* Consegne
(1) Elenca tutto ciò che, secondo il testo sul Titanic, viene raccontato dal videomapping nella sala del tribunale.
(2) Riprendi il testo sul Titanic e proseguilo dopo la sua ultima frase.

* Testo di partenza
——————

E proprio qui il visitatore entra in empatia con i sopravvissuti attraverso i loro racconti o quelli riportati da figli e nipoti, intervistati per ricordare e ricostruire quei momenti. Beh, è un’esperienza intensa, che squassa l’animo e commuove, emoziona e fa piangere. Non si può rimanere insensibili di fronte a tanto dolore. Dolore di chi è sopravvissuto, e che spalanca l’abisso su chi invece è finito annegato sul fondo dell’oceano.

Uno screen del videomapping dedicato all’inchiesta e al processo dopo l’affondamento del Titanic

L’ultima sala, immersiva, di questo percorso ci porta diretti nell’aula di tribunale nella quale si discusse il caso del naufragio. Di chi le colpe, quali le negligenze e l’emergere di un malumore serpeggiante: la disparità di trattamento tra passeggeri di I, di II e di III Classe, ciò che appare bene nel film Titanic, e che rispecchia perfettamente ciò che avvenne. Nella sala, noi ci sediamo sulle tribune come se fossimo i giurati, mentre un videomapping racconta le arringhe di accusa e difesa, le prove e le testimonianze. Non posso immaginare lo strazio di chi sul serio assistette a quel processo: 36 giorni di processo, a partire dal 2 maggio 1912, con 94 testimoni – tra cui i sopravvissuti – cui furono poste in totale 25.000 domande.

A prescindere dai condannati o meno, il disastro del Titanic e averne capito i deficit portò alla stesura della prima convenzione internazionale per la salvaguardia della vita umana in mare, a Londra, il 20 gennaio 1914. Un piccolo barlume di umanità e di intelligenza, perché almeno da una tragedia si erano tratte delle soluzioni per cercare di evitarne altre.

——————

* Dati forniti
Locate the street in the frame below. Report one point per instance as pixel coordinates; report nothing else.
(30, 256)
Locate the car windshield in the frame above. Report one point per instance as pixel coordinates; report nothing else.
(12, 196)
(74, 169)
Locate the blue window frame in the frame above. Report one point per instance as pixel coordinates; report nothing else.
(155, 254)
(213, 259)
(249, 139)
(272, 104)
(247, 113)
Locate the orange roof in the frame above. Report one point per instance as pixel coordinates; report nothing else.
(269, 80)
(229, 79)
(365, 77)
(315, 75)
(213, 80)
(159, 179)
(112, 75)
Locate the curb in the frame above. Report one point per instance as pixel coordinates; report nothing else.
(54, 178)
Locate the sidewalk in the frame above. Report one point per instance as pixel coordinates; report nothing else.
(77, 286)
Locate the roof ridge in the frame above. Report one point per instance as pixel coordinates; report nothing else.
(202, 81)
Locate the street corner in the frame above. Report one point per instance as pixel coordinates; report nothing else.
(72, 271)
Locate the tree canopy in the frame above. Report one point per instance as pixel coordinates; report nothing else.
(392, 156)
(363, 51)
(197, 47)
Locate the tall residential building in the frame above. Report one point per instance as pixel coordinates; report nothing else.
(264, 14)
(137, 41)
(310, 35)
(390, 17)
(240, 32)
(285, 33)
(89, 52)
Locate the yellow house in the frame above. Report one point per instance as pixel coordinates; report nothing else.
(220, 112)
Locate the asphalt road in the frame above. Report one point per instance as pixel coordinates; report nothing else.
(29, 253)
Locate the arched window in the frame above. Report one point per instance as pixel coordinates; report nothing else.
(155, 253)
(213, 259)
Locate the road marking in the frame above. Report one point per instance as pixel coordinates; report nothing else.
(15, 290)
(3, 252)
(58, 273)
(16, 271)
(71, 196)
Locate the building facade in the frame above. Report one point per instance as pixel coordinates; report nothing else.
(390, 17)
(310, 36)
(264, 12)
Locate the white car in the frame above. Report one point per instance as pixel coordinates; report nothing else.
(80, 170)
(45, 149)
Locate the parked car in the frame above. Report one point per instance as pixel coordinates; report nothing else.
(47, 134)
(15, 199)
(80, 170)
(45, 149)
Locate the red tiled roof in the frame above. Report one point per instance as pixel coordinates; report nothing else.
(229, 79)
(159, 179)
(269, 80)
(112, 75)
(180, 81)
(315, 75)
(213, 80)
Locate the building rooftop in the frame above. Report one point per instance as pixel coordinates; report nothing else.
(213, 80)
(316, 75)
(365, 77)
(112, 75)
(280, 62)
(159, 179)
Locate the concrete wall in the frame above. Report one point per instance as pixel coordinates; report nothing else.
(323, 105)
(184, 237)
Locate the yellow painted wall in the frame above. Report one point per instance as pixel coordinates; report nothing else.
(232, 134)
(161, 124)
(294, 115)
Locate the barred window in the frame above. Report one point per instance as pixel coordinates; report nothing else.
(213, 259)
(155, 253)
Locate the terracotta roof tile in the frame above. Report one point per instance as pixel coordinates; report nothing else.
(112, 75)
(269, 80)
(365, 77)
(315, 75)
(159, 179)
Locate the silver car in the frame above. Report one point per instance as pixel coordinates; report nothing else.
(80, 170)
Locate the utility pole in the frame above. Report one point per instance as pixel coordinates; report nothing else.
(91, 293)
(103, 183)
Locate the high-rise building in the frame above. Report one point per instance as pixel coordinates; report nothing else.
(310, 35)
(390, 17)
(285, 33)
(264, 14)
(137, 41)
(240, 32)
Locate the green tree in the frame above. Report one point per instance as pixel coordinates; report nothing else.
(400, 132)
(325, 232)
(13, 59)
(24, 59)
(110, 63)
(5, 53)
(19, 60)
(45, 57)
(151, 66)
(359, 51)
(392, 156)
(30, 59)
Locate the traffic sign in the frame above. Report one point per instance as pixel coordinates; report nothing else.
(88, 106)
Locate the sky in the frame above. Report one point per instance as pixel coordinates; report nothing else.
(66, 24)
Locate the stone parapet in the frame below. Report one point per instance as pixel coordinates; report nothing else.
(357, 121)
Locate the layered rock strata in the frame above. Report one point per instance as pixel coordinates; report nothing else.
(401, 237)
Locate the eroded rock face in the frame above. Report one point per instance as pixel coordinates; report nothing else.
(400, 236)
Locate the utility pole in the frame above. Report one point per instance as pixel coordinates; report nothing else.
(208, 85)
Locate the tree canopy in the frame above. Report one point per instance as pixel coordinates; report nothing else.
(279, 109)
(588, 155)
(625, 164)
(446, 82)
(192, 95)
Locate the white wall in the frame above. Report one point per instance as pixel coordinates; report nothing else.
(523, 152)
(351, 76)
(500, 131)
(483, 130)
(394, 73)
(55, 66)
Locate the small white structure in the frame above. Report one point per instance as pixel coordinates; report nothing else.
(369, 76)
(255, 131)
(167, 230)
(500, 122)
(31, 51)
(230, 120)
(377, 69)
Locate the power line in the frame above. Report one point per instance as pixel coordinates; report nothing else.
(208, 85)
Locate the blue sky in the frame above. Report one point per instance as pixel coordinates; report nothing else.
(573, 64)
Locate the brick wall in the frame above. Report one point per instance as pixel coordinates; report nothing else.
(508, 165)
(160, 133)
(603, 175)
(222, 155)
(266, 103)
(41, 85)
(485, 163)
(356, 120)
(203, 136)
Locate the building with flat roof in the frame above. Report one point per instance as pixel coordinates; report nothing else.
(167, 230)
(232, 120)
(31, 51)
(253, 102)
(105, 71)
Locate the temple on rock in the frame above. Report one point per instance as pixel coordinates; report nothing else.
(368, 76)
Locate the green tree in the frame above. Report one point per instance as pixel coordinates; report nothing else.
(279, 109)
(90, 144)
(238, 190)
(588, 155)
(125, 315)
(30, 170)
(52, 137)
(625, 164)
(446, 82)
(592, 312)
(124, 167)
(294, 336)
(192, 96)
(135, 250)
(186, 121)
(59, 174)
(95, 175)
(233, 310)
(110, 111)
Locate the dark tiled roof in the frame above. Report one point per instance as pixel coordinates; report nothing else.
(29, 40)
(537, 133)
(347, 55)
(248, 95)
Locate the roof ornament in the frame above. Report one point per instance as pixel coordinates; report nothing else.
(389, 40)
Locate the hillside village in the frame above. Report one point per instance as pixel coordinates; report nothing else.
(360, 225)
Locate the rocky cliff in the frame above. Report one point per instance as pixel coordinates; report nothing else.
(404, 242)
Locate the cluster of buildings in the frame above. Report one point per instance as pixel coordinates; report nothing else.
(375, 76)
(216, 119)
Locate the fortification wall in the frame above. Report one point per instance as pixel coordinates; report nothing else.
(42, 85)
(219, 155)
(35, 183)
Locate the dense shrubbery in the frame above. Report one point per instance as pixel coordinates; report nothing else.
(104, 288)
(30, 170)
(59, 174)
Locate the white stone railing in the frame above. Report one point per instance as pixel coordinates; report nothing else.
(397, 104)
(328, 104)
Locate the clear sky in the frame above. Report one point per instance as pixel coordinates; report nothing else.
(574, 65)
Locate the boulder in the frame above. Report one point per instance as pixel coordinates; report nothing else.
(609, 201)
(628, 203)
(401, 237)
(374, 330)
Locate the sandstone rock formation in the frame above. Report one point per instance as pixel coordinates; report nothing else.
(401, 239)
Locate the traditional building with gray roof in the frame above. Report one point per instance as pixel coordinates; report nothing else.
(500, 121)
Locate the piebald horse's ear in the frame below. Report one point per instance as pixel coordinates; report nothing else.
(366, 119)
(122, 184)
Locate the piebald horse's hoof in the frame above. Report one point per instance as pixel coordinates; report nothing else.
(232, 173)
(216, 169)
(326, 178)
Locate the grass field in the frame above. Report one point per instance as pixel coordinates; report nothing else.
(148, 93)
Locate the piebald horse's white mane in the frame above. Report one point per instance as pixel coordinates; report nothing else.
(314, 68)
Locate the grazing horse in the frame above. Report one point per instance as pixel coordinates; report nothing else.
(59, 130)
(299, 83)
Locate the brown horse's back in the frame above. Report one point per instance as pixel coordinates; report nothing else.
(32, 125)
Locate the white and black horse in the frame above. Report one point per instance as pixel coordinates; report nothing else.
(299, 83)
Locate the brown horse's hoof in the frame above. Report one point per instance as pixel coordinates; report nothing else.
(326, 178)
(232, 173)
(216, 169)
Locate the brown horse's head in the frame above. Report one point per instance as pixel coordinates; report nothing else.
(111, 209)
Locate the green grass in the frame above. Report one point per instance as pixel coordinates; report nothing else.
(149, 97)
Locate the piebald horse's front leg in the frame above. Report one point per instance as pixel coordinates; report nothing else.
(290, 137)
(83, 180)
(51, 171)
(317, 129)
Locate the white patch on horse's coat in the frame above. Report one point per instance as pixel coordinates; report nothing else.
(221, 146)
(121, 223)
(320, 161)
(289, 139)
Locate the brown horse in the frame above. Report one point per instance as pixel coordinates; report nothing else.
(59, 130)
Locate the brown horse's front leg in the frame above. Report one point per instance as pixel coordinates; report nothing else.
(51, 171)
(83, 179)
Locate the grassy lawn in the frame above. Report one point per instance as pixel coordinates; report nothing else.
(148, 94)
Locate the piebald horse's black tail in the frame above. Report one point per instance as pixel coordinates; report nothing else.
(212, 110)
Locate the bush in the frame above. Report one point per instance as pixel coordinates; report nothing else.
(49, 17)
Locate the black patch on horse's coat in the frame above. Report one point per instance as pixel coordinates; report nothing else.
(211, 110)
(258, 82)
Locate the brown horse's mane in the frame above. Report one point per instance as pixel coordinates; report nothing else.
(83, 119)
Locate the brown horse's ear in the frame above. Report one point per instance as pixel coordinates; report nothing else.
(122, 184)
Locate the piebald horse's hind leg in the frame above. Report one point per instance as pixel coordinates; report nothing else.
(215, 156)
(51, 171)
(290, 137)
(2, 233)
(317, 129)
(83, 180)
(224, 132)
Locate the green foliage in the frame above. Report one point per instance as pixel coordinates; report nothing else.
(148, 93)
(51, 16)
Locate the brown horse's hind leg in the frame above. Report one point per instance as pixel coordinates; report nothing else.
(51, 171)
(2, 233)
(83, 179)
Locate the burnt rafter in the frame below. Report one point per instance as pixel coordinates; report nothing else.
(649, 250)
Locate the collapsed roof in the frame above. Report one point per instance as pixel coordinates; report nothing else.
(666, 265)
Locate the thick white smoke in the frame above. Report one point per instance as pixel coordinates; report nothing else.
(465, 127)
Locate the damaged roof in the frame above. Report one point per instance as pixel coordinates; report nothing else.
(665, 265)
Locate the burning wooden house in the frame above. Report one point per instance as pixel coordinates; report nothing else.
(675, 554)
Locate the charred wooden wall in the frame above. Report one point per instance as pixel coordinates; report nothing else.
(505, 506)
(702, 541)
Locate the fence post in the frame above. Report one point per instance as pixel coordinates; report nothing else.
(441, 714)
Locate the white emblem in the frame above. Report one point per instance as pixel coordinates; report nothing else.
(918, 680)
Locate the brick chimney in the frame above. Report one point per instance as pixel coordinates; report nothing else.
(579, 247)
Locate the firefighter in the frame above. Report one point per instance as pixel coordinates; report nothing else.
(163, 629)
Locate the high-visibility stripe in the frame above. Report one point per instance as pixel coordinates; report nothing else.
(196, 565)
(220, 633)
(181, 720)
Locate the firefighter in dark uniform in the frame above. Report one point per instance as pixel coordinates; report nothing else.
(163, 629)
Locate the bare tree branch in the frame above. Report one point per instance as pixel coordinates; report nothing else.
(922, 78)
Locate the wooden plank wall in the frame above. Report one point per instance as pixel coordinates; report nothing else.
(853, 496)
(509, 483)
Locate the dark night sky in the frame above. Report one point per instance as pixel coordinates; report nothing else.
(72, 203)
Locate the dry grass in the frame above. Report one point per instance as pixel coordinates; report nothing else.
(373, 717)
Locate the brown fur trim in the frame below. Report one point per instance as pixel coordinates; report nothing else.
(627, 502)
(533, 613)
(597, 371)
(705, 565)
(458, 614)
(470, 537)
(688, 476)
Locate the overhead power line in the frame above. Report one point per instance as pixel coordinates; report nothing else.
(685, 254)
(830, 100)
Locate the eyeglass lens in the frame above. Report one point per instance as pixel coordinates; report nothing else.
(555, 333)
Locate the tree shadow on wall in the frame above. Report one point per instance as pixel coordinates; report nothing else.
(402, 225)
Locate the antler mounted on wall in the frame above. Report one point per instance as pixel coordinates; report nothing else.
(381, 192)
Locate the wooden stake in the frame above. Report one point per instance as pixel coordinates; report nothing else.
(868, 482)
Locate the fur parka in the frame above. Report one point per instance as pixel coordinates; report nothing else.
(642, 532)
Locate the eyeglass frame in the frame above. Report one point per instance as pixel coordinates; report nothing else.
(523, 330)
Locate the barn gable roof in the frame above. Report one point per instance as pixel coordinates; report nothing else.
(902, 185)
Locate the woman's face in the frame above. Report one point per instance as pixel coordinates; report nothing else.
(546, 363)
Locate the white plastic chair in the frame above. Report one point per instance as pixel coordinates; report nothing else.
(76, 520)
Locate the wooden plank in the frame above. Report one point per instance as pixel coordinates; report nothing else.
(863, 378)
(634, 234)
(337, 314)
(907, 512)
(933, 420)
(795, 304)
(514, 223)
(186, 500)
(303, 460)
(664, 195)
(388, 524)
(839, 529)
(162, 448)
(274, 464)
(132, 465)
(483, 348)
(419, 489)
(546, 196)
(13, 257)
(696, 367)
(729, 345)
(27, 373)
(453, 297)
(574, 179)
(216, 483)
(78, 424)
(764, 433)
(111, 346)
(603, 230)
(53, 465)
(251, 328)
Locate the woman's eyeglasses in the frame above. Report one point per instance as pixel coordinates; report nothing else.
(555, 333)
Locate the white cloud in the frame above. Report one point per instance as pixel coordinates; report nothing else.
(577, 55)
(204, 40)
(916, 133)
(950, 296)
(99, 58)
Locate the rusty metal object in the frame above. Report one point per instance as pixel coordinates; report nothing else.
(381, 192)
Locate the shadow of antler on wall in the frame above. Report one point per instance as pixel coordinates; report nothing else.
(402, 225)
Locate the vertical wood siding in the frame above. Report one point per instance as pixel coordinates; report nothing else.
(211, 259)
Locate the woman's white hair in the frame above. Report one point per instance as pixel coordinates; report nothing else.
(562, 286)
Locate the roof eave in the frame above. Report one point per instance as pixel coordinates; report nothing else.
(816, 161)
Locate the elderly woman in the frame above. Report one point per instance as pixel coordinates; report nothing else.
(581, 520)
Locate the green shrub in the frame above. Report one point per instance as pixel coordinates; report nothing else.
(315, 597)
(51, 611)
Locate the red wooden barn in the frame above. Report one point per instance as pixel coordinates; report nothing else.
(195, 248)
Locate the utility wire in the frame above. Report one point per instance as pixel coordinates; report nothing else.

——————

* Soluzioni
(1)
- le arringhe di accusa e difesa
- le prove
- le testimonianze

(2)
Il Titanic è stato alla fine degli anni ’90 un fenomeno mediatico. Il film Kolossal e capolavoro di James Cameron ha riacceso l’attenzione – che da quel momento non si è mai più spenta – su un capitolo della storia più recente del nostro tempo che è entrata definitivamente nel mito. Cameron racconta, attraverso una fiction, tutta una serie di cose che effettivamente avvennero; tuttavia è bene che sia lasciato a un museo l’incarico – gravoso – di raccontare quei fatti, quei giorni, che ad oggi sono a tutti gli effetti “storici”.

Southampton Gateway to the world

Il Seacity Museum non è interamente consacrato al Titanic, anche se poi, ovviamente, attrae visitatori solo per quello. Tuttavia, ha coraggiosamente allestito una sezione che racconta, archeologicamente ma non solo, la vocazione alla mobilità internazionale che il porto ha da sempre, da prima che, letteralmente, Southampton esistesse. Porto vuol dire navi, o quanto meno barche, come il legno della Early Saxon Log Boat, che si data nel VII secolo d.C. Ma il racconto del territorio rimonta indietro addirittura all’età preistorica, quindi al Neolitico, all’età del Ferro e da qui all’età romana, quando – con la conquista della Britannia da parte dell’imperatore romano Claudio, e il consolidamento dei possedimenti col Vallo di Adriano – arrivano anche a Southampton oggetti della cultura materiale romana, come anfore di fabbricazione spagnola o ceramica da tavola di produzione vicino orientale: a dimostrazione del fatto che pure alle estreme propaggini dell’impero arrivassero merci da ogni parte dei confini. Era davvero un mercato unico comune ante litteram. Ed effettivamente era battuta una sola moneta, quella di Roma.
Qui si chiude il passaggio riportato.